#### Problem
Continue the text below on analyzing ordinal biology data with the Kruskal-Wallis test, starting right after its last sentence.

#### Passage to read
Data collected in many biology laboratory classes are on ratio or interval scales where the size interval between adjacent units on the scale is constant, which is a critical requirement for analysis with parametric statistics such as t-tests or analysis of variance. In other cases, such as ratings of disease or behavior, data are collected on ordinal scales in which observations are placed in a sequence but the intervals between adjacent observations are not necessarily equal. These data can only be interpreted in terms of their order, not in terms of the differences between adjacent points. They are unsuitable for parametric statistical analyses and require a rank-based approach using nonparametric statistics. We describe an application of one such approach, the Kruskal-Wallis test, to biological data using online freeware suitable for classroom settings.

## Introduction

Inquiry teaching in high school and university biology classes requires students to consider their experimental design, the data they will collect, and the statistical analysis they will use to draw conclusions from the data (Kamin, 2010; Giese, 2012; Bennett, 2015). Failure to consider all steps before data collection risks a design that does not address the central hypothesis, collecting data inadequate for the planned analysis, or using an incorrect analysis that may give misleading results (Ruxton & Colegrave, 2011).

Here, we focus on an issue we believe is often neglected in planning – choosing an appropriate statistical analysis for data collected on an ordinal scale, as opposed to a ratio or interval scale. We begin by describing briefly the different types of scale that may be used with biological data before explaining why rank-based tests, as opposed to the better-known t-test and analysis of variance (ANOVA), are needed for analyzing ordinal data. Example data are then analyzed with the rank-based Kruskal-Wallis test, using online freeware suitable for classroom settings.

#### Entries supplied
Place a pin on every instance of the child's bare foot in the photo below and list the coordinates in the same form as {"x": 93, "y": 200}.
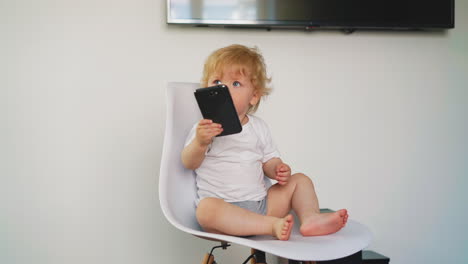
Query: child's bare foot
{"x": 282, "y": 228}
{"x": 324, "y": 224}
==
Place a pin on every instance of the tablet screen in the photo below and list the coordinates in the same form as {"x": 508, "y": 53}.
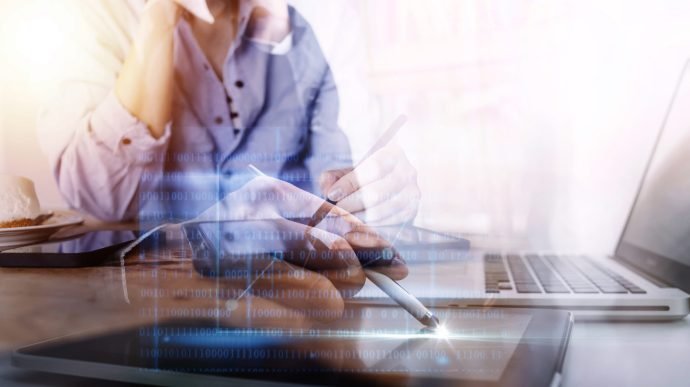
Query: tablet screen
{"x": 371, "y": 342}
---
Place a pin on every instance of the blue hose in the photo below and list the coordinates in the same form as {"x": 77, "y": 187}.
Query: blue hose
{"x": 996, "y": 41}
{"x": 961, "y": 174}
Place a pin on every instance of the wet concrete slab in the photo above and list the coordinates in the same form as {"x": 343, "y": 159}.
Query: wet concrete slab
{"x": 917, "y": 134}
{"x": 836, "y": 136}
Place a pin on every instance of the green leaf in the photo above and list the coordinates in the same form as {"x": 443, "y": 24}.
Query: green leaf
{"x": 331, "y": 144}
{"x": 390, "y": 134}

#### Output
## Types of Scale in Biology

Biological data fall into four broad types: ratio scale, interval scale, ordinal scale, and nominal (Zar, 2010). In ratio scales the difference between any two sequential points on the scale is the same irrespective of which two sequential points we pick. For example, if one measures height above sea level, the difference between a height of 70 m and a height of 71 m is the same as the difference between 83 m and 84 m. Furthermore, ratios are meaningful. A point 60 m above sea level is three times as high as a point 20 m above sea level. On an interval scale the difference between any two sequential points on the scale is the same irrespective of which two sequential points we pick, but ratios no longer have a clear meaning. On the Celsius scale a temperature of 26° is not “twice as hot” as a temperature of 13°. Ordinal data, by contrast, place observations in an ordered sequence but the distance between adjacent observations is not measurable. For example, if one records the order in which five runners finished a race, this gives no information about the relative times taken by each runner. It would be wrong to assume that the time between the first and the second runner was the same as that between the second and the third. Lastly, nominal data arise when observations are placed in unordered categories such as those for sex (male, female, intersex) or eye color (brown, blue, green, etc.).

The type of scale in which data are measured restricts the range of statistical analyses that may be appropriate. Most students have little difficulty in appreciating that nominal data such as sex cannot be analyzed using t-tests or ANOVAs, not least because the data cannot be forced into these tests in statistical software. However, numerical coding of ordinal data can obscure their basic distinction from ratio or interval scale data. While it is possible to force the numbers into t-tests or ANOVAs, such approaches are incorrect because ordinal data violate key assumptions of these tests and the tests can generate misleading results (Shah & Madden, 2004).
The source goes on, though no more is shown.